"""
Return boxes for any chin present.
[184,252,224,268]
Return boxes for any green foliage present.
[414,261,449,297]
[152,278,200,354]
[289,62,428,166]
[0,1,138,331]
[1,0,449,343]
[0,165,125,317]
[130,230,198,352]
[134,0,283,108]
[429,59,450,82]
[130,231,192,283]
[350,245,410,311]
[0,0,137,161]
"""
What needs to be done:
Transcribe every line of the records exactly, please.

The completed task:
Return boxes for any chin present.
[184,252,224,268]
Return boxes for any green foliage present.
[414,261,449,297]
[152,278,200,354]
[289,62,428,166]
[0,1,138,331]
[1,0,449,343]
[0,165,125,317]
[130,230,198,352]
[134,0,283,108]
[429,59,450,82]
[130,231,192,283]
[350,245,410,311]
[0,0,137,161]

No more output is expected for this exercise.